### Work to complete
Although the records contain pictures, none belong in the copy: restate word for word only the lines from the one with "Query: swirled buttercream frosting" through the one with "Every instance of the bird tail", both included.

### Data for this task
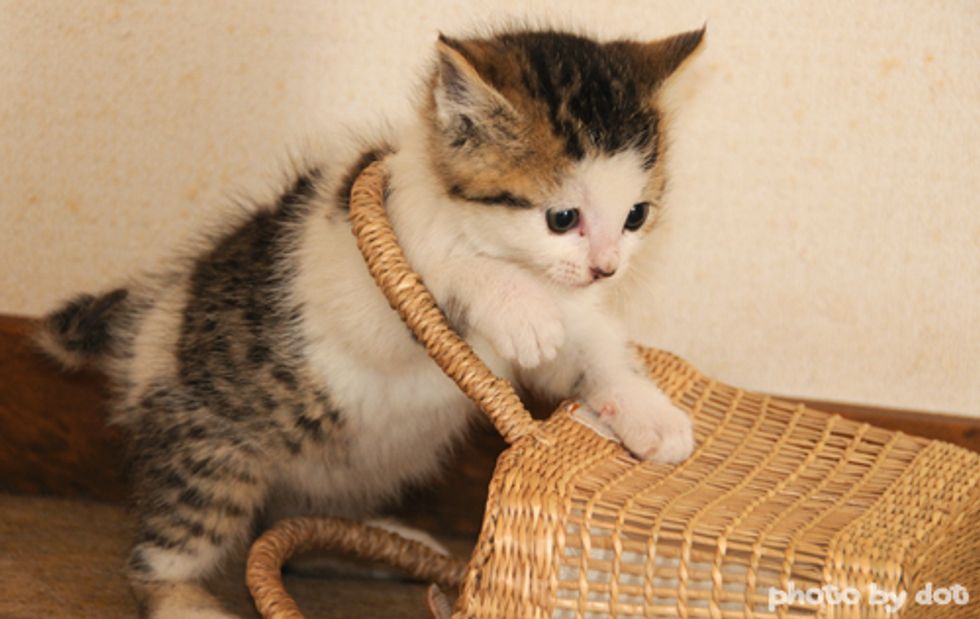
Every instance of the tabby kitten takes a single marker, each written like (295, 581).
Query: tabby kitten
(267, 374)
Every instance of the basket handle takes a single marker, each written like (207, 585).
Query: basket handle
(414, 303)
(263, 572)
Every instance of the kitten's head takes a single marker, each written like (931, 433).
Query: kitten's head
(551, 144)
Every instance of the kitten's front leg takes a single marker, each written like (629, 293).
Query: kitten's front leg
(505, 305)
(643, 417)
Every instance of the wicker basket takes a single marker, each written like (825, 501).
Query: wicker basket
(782, 511)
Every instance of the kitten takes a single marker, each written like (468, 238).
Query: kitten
(268, 374)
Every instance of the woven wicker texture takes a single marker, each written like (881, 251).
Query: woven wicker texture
(776, 497)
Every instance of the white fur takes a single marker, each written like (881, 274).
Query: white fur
(532, 307)
(176, 566)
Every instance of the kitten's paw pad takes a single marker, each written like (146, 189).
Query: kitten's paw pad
(675, 441)
(528, 331)
(648, 424)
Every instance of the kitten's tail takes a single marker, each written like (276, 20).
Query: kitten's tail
(80, 333)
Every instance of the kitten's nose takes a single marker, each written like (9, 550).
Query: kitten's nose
(598, 273)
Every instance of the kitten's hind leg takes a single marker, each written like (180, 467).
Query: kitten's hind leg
(197, 499)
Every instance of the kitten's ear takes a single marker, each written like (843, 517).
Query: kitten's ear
(659, 59)
(464, 102)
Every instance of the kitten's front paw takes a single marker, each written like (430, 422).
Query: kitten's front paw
(647, 422)
(524, 328)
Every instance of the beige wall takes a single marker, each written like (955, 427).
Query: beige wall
(823, 237)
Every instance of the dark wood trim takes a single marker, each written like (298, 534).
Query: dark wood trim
(957, 429)
(54, 438)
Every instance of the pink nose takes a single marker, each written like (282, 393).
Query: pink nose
(598, 273)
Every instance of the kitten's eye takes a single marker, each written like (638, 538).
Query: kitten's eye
(563, 220)
(638, 214)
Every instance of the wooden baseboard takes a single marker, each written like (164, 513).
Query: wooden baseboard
(53, 438)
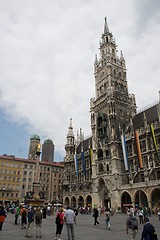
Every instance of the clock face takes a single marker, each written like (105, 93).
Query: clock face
(102, 74)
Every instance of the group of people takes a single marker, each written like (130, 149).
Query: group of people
(148, 232)
(69, 217)
(31, 215)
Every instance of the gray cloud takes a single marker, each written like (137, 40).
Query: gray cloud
(47, 56)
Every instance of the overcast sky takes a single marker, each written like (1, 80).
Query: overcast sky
(47, 52)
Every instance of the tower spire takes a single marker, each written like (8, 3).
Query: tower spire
(106, 29)
(70, 129)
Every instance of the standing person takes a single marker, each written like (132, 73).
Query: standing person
(59, 224)
(70, 219)
(38, 222)
(140, 214)
(48, 210)
(158, 214)
(131, 225)
(95, 215)
(107, 218)
(2, 216)
(44, 211)
(17, 213)
(148, 232)
(30, 222)
(23, 213)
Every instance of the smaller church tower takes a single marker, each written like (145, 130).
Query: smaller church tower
(48, 151)
(70, 145)
(34, 141)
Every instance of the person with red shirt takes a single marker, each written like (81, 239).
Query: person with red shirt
(59, 223)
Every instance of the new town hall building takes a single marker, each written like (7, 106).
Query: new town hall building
(119, 165)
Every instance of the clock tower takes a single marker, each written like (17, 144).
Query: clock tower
(111, 111)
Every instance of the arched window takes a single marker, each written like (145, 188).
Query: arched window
(100, 154)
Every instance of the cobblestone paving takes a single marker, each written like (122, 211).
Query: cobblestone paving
(84, 229)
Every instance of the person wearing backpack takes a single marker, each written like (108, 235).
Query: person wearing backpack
(59, 223)
(107, 218)
(131, 225)
(23, 213)
(148, 232)
(38, 222)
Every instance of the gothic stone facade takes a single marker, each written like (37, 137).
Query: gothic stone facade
(106, 182)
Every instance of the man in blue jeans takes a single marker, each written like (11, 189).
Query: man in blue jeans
(70, 220)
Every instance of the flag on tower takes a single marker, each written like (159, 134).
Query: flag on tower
(138, 149)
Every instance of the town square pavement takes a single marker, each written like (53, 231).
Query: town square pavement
(84, 228)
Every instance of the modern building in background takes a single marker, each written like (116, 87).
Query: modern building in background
(119, 166)
(48, 151)
(17, 175)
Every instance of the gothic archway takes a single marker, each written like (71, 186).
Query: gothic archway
(100, 154)
(73, 202)
(126, 201)
(66, 201)
(100, 168)
(81, 201)
(141, 199)
(155, 199)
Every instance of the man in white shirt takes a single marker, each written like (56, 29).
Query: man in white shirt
(70, 220)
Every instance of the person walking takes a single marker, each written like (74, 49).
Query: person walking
(23, 213)
(95, 215)
(107, 218)
(59, 224)
(30, 222)
(131, 225)
(38, 222)
(70, 220)
(140, 214)
(2, 216)
(148, 232)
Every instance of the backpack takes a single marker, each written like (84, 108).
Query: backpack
(58, 219)
(134, 223)
(24, 213)
(153, 233)
(38, 217)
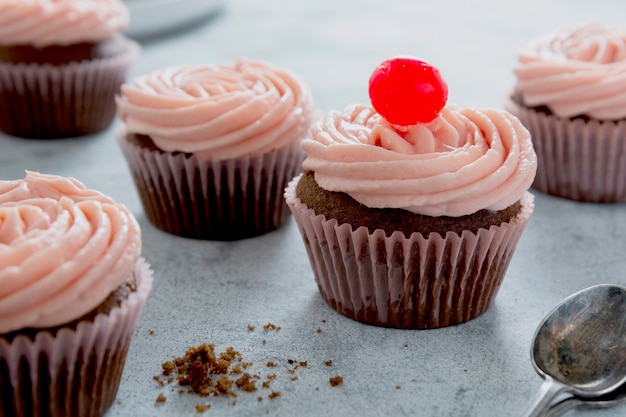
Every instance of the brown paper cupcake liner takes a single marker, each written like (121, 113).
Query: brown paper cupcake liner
(57, 101)
(75, 372)
(214, 200)
(417, 282)
(579, 159)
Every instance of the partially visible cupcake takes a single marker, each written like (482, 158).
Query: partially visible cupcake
(72, 285)
(410, 212)
(571, 94)
(212, 147)
(61, 64)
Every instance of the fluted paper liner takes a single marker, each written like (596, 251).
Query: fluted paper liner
(418, 282)
(579, 159)
(77, 372)
(213, 200)
(55, 101)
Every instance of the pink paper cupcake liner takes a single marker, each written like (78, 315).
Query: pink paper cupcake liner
(417, 282)
(583, 160)
(75, 372)
(214, 200)
(56, 101)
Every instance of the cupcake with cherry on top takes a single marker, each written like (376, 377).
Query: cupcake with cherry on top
(410, 209)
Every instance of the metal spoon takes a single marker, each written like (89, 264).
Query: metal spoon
(604, 401)
(580, 347)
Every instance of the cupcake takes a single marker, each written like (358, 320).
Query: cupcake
(72, 285)
(61, 64)
(211, 148)
(571, 94)
(410, 210)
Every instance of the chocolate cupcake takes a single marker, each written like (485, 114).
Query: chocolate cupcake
(410, 211)
(212, 147)
(60, 79)
(72, 286)
(571, 94)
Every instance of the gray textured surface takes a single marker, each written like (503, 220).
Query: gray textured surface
(211, 291)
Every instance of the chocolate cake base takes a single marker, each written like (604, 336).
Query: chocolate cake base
(578, 158)
(86, 386)
(343, 208)
(63, 54)
(406, 278)
(59, 92)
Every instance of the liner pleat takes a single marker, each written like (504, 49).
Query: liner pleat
(75, 372)
(54, 101)
(214, 200)
(583, 160)
(417, 282)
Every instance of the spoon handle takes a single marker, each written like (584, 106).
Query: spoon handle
(543, 399)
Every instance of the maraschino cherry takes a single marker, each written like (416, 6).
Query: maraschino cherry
(407, 91)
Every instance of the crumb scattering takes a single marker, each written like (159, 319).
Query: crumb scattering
(336, 380)
(273, 395)
(271, 326)
(201, 408)
(210, 374)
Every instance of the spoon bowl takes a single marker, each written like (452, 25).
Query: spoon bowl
(580, 346)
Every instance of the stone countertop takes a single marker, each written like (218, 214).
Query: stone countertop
(211, 292)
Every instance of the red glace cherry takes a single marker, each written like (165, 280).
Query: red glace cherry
(407, 91)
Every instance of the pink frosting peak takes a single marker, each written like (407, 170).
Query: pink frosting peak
(576, 70)
(63, 250)
(463, 161)
(218, 111)
(60, 22)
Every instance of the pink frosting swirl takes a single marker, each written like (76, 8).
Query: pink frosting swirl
(63, 250)
(577, 70)
(218, 111)
(463, 161)
(60, 22)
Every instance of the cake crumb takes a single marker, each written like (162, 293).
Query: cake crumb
(208, 373)
(201, 408)
(271, 326)
(273, 395)
(336, 380)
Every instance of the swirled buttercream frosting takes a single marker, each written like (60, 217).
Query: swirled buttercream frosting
(463, 161)
(218, 112)
(63, 250)
(576, 70)
(60, 22)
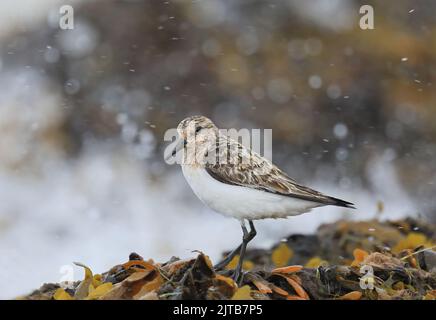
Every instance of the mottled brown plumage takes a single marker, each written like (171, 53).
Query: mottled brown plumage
(228, 161)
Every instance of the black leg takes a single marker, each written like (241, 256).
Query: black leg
(247, 237)
(221, 265)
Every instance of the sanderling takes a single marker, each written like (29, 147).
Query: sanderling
(237, 182)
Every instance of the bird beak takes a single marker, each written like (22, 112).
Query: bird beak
(181, 143)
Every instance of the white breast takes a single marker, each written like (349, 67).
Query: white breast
(242, 202)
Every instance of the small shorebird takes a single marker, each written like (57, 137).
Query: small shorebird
(237, 182)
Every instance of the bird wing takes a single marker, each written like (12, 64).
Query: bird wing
(246, 168)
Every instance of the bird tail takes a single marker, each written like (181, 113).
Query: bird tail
(341, 203)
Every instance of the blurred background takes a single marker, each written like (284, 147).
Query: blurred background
(83, 113)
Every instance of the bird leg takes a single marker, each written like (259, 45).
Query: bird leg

### Result below
Query: swirled buttercream frosting
(463, 161)
(218, 112)
(63, 250)
(576, 70)
(60, 22)
Every instance of the mottled brown plumage takes a single marker, each written like (171, 53).
Query: mottled brown plumage
(228, 161)
Every instance of the black leg takes a single marker, each written like (241, 256).
Query: black leg
(247, 237)
(221, 265)
Every instance of the sanderling takes a single marker, each written like (29, 147).
Query: sanderling
(237, 182)
Every instance of the bird beak takes a single marker, each written like (22, 112).
Query: bird beak
(181, 143)
Every instance of the white breast takes a single marker, each written like (349, 67).
Query: white breast
(242, 202)
Every instance of the small shorebird takes a single marker, each written like (57, 137).
Query: small shorebird
(237, 182)
Every instance of the bird wing takes a single marker, each written like (12, 64).
Query: bird wing
(246, 168)
Every instance of the bird tail takes a single marker, each written like (181, 113).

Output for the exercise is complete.